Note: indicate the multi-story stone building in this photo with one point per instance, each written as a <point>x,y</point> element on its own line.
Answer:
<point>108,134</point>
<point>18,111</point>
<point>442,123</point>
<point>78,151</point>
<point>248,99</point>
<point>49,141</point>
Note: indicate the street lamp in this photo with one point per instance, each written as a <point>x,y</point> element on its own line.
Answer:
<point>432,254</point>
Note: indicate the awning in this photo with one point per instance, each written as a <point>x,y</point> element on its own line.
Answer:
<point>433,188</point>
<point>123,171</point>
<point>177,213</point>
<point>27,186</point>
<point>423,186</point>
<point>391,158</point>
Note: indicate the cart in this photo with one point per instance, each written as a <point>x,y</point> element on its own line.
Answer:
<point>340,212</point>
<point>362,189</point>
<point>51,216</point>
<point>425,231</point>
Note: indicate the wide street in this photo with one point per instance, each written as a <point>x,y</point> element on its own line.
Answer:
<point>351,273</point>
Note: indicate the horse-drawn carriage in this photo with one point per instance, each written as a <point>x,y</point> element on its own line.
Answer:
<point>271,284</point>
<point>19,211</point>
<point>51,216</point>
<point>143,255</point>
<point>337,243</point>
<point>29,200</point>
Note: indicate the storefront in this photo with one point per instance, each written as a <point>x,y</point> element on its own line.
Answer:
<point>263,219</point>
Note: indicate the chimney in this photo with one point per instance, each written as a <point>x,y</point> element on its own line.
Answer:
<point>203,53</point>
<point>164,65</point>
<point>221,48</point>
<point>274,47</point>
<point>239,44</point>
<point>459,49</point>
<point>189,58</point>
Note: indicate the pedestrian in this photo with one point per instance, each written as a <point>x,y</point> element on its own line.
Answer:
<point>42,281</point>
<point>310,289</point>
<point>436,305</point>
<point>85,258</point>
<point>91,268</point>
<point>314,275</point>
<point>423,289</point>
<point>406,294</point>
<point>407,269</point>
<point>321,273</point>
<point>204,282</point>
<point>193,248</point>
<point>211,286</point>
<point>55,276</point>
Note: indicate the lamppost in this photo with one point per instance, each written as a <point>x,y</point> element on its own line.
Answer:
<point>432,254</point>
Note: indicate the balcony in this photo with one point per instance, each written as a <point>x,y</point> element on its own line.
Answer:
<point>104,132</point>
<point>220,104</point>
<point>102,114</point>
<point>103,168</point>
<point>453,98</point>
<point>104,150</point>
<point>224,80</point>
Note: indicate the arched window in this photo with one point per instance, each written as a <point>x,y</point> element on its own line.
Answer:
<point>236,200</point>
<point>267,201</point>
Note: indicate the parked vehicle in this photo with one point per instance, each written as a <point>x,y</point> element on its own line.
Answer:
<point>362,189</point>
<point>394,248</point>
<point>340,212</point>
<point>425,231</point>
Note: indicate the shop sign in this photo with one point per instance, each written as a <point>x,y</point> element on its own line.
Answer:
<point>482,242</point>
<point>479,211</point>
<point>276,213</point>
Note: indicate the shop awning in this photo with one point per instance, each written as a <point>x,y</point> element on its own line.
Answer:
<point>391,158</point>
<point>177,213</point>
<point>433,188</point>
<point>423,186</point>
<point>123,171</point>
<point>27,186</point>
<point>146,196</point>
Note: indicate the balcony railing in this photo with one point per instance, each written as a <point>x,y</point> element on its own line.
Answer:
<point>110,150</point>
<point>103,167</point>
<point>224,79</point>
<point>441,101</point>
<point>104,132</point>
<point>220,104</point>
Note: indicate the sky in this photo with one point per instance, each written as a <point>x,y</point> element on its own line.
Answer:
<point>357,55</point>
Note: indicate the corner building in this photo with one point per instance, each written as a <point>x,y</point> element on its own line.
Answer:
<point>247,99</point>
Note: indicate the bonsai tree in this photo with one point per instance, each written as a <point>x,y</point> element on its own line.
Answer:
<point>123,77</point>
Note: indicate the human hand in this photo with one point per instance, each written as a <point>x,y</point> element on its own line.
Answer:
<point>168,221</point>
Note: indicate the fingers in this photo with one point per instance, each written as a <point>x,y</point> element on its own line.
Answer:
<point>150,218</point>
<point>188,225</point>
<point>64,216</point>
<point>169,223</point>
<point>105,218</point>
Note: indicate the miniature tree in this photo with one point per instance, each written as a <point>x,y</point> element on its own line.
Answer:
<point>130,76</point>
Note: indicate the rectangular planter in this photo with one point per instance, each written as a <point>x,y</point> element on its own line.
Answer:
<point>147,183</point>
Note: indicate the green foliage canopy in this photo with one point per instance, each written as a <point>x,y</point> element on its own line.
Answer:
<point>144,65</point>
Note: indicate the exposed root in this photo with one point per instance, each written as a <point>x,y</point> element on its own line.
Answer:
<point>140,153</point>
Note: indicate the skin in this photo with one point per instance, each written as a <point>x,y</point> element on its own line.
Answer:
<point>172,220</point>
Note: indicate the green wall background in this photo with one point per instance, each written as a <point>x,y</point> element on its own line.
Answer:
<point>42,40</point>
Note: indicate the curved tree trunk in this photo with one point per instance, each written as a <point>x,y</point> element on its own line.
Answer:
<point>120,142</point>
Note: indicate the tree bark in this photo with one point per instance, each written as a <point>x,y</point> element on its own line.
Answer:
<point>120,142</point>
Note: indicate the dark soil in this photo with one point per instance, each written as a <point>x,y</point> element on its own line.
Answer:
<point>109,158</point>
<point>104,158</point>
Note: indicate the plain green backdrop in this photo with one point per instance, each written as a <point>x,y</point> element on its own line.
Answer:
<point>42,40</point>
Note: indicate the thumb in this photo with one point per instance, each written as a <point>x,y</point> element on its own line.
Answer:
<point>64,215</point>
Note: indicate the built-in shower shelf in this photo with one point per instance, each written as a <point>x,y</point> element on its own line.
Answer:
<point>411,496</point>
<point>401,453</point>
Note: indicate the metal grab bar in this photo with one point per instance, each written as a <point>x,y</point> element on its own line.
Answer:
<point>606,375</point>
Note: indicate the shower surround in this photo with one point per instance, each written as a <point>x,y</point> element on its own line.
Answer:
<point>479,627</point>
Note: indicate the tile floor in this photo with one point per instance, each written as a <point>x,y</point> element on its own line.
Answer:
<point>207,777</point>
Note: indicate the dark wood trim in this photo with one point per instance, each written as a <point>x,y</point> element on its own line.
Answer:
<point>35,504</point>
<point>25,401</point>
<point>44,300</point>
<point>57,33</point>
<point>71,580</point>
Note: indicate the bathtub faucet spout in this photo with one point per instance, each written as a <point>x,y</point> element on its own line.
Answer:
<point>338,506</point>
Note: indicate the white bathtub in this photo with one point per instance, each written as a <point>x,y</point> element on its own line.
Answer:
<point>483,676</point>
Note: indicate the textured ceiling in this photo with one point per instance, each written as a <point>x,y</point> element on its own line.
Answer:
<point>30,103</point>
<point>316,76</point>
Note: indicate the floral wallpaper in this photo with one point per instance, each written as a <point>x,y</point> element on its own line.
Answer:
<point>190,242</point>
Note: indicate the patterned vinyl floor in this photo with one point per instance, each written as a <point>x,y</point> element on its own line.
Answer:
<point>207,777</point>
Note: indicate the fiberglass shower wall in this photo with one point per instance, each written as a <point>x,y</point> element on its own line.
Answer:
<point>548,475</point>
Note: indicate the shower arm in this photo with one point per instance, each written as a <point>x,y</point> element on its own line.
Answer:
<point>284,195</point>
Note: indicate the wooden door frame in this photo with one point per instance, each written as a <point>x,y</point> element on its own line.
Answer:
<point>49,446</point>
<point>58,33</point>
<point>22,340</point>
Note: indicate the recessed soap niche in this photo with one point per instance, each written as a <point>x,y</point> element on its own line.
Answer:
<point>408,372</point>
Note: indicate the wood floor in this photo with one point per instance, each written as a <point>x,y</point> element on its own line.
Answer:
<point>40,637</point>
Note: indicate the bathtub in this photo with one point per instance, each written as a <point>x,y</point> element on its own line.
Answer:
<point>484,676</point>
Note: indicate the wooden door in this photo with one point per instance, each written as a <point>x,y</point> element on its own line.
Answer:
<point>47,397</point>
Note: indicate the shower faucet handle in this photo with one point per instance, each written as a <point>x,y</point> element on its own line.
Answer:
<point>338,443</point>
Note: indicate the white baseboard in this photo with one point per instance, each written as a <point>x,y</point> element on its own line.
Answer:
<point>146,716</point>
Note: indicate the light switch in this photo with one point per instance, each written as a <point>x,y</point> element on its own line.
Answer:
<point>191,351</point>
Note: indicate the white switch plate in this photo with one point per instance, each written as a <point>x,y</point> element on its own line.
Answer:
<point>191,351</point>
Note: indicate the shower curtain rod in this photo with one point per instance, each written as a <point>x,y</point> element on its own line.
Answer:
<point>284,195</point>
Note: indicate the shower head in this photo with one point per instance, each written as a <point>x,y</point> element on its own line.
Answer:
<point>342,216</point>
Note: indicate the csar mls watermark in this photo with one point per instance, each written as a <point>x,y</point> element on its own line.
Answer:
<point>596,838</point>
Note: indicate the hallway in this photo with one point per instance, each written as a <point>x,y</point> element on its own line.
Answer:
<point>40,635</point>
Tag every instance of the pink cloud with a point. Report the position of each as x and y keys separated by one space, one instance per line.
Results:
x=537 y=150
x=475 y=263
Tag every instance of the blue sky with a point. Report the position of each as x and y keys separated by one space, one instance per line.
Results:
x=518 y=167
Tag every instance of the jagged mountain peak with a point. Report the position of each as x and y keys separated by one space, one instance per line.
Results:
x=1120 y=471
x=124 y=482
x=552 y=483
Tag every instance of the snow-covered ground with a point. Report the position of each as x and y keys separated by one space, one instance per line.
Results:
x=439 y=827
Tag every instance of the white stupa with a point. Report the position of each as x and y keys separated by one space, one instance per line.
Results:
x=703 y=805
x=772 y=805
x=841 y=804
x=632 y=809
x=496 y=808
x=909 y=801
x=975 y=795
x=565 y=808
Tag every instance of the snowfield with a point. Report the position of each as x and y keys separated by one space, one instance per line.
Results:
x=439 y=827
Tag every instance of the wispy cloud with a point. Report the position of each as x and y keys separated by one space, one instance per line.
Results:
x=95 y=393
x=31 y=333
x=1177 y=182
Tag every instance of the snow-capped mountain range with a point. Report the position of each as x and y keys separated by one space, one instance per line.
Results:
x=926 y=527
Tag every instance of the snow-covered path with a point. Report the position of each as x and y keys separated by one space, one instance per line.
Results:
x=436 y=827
***
(Task objective): Express the records from the line with "Note: indicate the pedestrian" through the line with "<point>267,201</point>", both lines included, as a two-column CSV with the headers input and output. Give one row per record, with its text and its answer each in a single quoted field and line breaks replaced by spaces.

(Solution for this problem):
input,output
"Note: indicate the pedestrian in this photo with one point per instance, each written as a <point>x,y</point> element on its own line. Answer:","<point>42,281</point> <point>310,289</point> <point>436,305</point> <point>85,258</point> <point>91,268</point> <point>314,275</point> <point>423,289</point> <point>406,294</point> <point>407,269</point> <point>321,273</point> <point>204,282</point> <point>193,248</point> <point>211,286</point> <point>55,276</point>"
"Note: indicate the lamppost in this photo with one point per instance, each written as a <point>x,y</point> element on its own line. Answer:","<point>432,254</point>"
"Note: indicate the balcony in this photo with one point per instance, each written as a <point>x,y</point> element on its own line. Answer:","<point>104,132</point> <point>220,104</point> <point>102,114</point> <point>103,168</point> <point>453,98</point> <point>104,150</point> <point>224,80</point>"
"Note: indicate the arched window in this photo with one point per instance, each written as a <point>x,y</point> element on its own line. Answer:","<point>236,200</point> <point>267,201</point>"